Stated problem 1: Rewrite the section of the rllm.types source code that opens with "from rllm.types import" and closes with "DATATABLE: Data table.", changing each "DATATABLE" to "DATA_TABLE".

Given passage:

● ● ● ● ● ● ●

Source code for rllm.types

from __future__ import annotations
from collections import Counter
from enum import Enum

import torch
from torch import Tensor
import pandas as pd
from pandas import Series


class TableType(Enum):
    r"""The semantic type of a table.

    .. code-block:: python

        from rllm.types import TableType

        table_type = TableType.DATATABLE  # data table
        table_type = TableType.RELATIONSHIPTABLE  # relationship table
        ...

    Attributes:
        DATATABLE: Data table.
        RELATIONSHIPTABLE: Relationship table.
    """

    DATATABLE = "dataTable"
    RELATIONSHIPTABLE = "relationshipTable"



[docs]
class ColType(Enum):
    r"""The semantic type of a column.

● ● ● ● ● ● ●

Records to use:
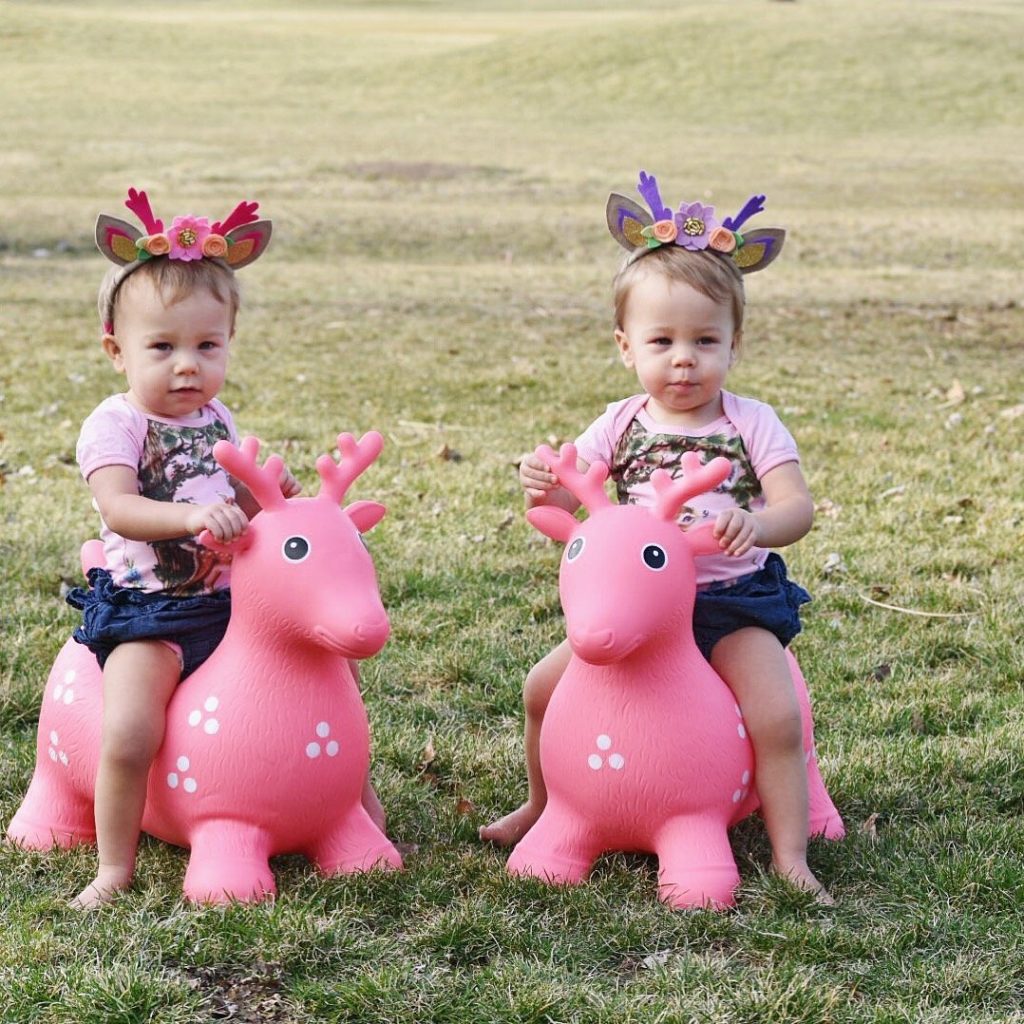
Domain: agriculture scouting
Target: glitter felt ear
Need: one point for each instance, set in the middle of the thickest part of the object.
(692, 226)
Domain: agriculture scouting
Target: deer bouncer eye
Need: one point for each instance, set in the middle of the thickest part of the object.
(296, 549)
(654, 557)
(573, 551)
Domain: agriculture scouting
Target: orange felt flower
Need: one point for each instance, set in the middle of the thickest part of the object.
(215, 246)
(722, 240)
(665, 230)
(156, 245)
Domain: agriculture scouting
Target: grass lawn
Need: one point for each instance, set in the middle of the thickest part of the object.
(436, 173)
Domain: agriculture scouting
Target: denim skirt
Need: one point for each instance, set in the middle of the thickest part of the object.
(113, 615)
(767, 598)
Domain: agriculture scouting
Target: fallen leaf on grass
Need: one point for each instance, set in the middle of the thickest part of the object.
(869, 826)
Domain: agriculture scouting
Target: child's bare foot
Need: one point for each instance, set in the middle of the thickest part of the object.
(509, 829)
(373, 806)
(108, 883)
(803, 878)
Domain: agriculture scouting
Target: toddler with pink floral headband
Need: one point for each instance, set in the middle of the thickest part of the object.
(159, 605)
(679, 309)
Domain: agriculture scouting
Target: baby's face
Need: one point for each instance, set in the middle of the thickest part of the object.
(681, 343)
(174, 356)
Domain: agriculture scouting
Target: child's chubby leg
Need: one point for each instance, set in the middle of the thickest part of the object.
(541, 682)
(753, 663)
(138, 680)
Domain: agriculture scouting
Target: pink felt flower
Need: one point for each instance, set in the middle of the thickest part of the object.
(215, 246)
(722, 240)
(695, 221)
(186, 237)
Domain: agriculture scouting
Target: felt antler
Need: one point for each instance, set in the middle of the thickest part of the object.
(647, 186)
(672, 495)
(754, 205)
(587, 487)
(264, 482)
(244, 213)
(138, 203)
(336, 477)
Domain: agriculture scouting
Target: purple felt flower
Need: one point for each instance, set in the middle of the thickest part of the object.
(695, 222)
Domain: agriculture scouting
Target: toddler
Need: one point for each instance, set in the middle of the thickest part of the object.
(679, 308)
(161, 604)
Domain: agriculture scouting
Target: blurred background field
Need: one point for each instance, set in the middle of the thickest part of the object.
(436, 173)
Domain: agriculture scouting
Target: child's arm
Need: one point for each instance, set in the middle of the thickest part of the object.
(137, 518)
(786, 517)
(542, 486)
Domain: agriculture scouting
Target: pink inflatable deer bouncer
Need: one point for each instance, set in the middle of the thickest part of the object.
(643, 747)
(267, 744)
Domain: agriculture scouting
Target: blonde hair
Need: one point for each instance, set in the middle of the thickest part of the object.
(716, 276)
(173, 281)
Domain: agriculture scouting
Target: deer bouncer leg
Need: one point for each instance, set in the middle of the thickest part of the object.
(229, 861)
(355, 844)
(560, 848)
(695, 864)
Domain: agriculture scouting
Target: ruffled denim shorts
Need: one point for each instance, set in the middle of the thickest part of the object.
(767, 598)
(113, 615)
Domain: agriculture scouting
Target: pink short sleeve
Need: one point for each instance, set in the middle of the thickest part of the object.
(112, 435)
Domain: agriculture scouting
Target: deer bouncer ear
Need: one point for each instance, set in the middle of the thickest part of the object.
(552, 521)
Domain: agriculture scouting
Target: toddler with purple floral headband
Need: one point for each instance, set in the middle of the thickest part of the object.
(679, 315)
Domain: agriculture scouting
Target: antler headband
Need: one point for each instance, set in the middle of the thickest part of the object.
(693, 226)
(236, 242)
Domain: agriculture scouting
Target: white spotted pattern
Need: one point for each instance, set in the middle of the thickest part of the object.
(187, 782)
(54, 750)
(212, 725)
(615, 761)
(331, 749)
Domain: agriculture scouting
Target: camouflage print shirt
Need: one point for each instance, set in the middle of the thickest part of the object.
(173, 460)
(749, 433)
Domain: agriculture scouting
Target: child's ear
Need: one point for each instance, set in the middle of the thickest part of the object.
(625, 349)
(113, 350)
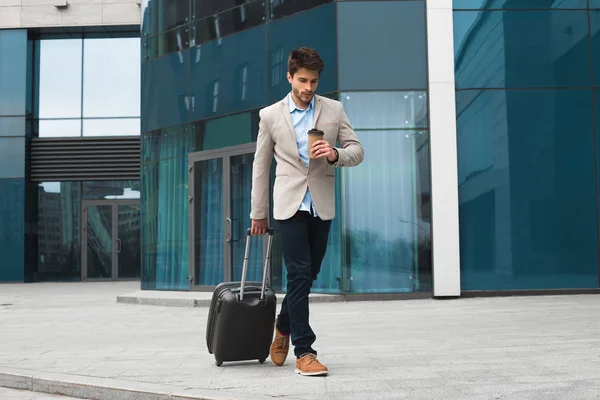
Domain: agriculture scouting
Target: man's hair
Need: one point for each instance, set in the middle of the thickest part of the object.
(304, 57)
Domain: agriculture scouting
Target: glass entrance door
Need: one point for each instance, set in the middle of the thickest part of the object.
(111, 240)
(220, 184)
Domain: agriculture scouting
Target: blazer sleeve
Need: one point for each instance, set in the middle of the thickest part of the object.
(351, 152)
(261, 170)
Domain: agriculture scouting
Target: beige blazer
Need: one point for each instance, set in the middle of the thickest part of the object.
(276, 137)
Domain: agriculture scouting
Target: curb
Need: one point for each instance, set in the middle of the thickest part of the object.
(92, 388)
(205, 303)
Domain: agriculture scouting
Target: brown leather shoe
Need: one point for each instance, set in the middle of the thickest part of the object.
(279, 348)
(310, 366)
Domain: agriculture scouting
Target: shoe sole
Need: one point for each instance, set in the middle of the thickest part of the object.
(320, 373)
(277, 365)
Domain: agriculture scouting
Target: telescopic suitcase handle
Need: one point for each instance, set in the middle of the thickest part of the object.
(270, 232)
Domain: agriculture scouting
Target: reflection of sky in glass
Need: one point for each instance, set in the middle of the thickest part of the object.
(111, 78)
(98, 79)
(386, 183)
(60, 78)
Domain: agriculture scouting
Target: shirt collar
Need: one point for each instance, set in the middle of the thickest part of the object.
(294, 107)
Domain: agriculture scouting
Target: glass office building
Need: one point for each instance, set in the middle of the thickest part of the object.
(69, 154)
(478, 120)
(209, 66)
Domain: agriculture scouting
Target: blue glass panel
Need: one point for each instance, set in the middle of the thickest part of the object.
(12, 230)
(228, 75)
(170, 142)
(387, 235)
(209, 216)
(521, 49)
(59, 231)
(229, 22)
(518, 4)
(13, 71)
(286, 34)
(12, 126)
(526, 190)
(111, 77)
(164, 209)
(165, 100)
(595, 29)
(231, 130)
(12, 157)
(60, 78)
(393, 56)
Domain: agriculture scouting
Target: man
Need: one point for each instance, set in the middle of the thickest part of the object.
(303, 195)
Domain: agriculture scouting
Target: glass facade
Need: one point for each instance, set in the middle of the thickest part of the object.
(13, 137)
(527, 141)
(64, 84)
(209, 66)
(87, 87)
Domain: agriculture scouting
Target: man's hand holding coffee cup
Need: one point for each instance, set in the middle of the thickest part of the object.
(322, 148)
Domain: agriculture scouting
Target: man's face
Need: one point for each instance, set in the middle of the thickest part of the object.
(304, 84)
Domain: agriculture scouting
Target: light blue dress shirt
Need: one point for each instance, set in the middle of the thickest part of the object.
(303, 122)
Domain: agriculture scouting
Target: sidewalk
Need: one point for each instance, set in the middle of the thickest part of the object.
(75, 339)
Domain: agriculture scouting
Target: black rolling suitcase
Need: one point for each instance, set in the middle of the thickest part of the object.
(241, 318)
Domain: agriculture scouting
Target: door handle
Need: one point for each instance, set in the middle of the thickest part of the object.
(228, 230)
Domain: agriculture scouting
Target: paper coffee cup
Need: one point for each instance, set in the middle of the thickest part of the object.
(314, 135)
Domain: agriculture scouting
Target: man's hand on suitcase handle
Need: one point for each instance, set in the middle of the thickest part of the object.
(259, 227)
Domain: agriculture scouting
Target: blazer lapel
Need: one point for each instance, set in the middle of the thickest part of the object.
(285, 110)
(318, 106)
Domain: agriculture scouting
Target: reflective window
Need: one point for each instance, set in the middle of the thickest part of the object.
(510, 49)
(283, 8)
(165, 238)
(518, 4)
(388, 236)
(111, 127)
(12, 228)
(386, 110)
(227, 22)
(59, 231)
(88, 86)
(12, 126)
(60, 77)
(59, 128)
(205, 8)
(111, 78)
(12, 157)
(111, 190)
(165, 91)
(286, 34)
(595, 37)
(393, 56)
(527, 193)
(173, 13)
(228, 75)
(175, 141)
(13, 72)
(171, 41)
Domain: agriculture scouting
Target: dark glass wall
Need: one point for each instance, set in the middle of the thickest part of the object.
(13, 136)
(527, 143)
(86, 86)
(209, 66)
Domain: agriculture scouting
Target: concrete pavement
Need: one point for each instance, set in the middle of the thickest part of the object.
(76, 339)
(13, 394)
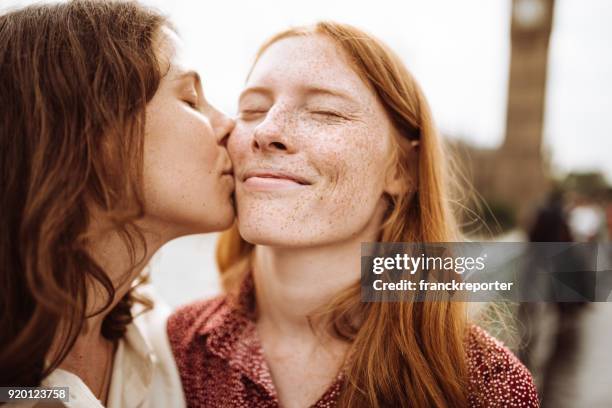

● ● ● ● ● ● ●

Stated problem 2: Pull out every line of the listing that contains the string "blue". Case counts.

Result 1:
from rllm.types import TableType

        table_type = TableType.DATA_TABLE  # data table
        table_type = TableType.RELATIONSHIPTABLE  # relationship table
        ...

    Attributes:
        DATA_TABLE: Data table.

Result 2:
Target: blue glass panel
Target: light blue dress shirt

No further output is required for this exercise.